*Exercise prompt*:
Can you give the lines below as a numbered list, leaving out any blank ones?

* START Material shown *

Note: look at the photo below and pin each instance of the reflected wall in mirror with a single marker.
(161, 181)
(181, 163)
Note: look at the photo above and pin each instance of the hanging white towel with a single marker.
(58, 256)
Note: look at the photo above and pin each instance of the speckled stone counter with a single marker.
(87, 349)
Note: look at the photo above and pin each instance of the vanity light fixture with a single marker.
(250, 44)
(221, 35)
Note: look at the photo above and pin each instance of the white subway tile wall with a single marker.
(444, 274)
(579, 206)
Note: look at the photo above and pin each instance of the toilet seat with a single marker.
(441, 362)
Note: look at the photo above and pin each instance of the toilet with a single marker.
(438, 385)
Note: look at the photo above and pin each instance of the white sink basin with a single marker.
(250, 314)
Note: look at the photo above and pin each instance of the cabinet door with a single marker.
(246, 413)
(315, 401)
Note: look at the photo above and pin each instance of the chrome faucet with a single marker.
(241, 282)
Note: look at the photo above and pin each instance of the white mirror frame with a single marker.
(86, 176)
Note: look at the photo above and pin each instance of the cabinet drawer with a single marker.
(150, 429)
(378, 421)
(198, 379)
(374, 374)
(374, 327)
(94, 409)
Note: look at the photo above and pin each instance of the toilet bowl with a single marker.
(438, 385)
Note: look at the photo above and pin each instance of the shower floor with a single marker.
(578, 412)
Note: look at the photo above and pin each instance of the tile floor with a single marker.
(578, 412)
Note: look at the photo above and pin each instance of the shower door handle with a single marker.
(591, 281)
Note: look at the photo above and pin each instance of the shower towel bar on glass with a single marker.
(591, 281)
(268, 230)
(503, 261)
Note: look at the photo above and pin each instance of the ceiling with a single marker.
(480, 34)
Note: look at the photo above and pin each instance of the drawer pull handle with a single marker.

* END Material shown *

*Result*:
1. Note: look at the photo below and pin each instance of the reflected wall in mirror with a single marker.
2. (161, 181)
3. (181, 163)
4. Note: look at the photo above and pin each instance of the hanging white towel with a single marker.
5. (58, 256)
6. Note: look at the photo above and pin each instance of the speckled stone counter with a single marker.
7. (87, 349)
8. Note: look at the photo above and pin each instance of the vanity light fixture with a single marker.
9. (250, 44)
10. (221, 35)
11. Note: look at the photo above and pin each instance of the white subway tile wall with a single marker.
12. (444, 274)
13. (579, 206)
14. Note: look at the photo above and pin each instance of the toilet seat with a single marker.
15. (441, 362)
16. Note: look at the photo above and pin each instance of the toilet with a single marker.
17. (438, 385)
18. Note: look at the photo above and pin each instance of the white sink basin with a single marker.
19. (250, 314)
20. Note: look at the photo above and pin each instance of the cabinet door with a single marker.
21. (246, 413)
22. (315, 401)
23. Note: look at the photo above and pin each instance of the chrome faucet with a single marker.
24. (241, 282)
25. Note: look at the photo above and pin each instance of the white mirror frame with a single marker.
26. (86, 176)
27. Note: look at the photo above and pin each instance of the cabinet drawer with a single marker.
28. (150, 429)
29. (378, 421)
30. (198, 379)
31. (374, 374)
32. (374, 327)
33. (94, 409)
34. Note: look at the photo above and pin each instance of the toilet bowl with a single marker.
35. (438, 385)
36. Note: look at the photo above and pin each instance of the shower floor with a single marker.
37. (578, 412)
38. Note: look at the photo above and pin each instance of the tile floor with a single marker.
39. (578, 412)
40. Note: look at the photo above and pin each instance of the shower door handle with a single marker.
41. (591, 281)
42. Note: look at the photo above and pin each instance of the shower towel bar on glass with a single marker.
43. (591, 281)
44. (268, 230)
45. (503, 261)
46. Note: look at the photo above and pin each instance of the ceiling with a single marker.
47. (480, 34)
48. Note: look at the photo above and pin each instance of the drawer pull handle with a single marker.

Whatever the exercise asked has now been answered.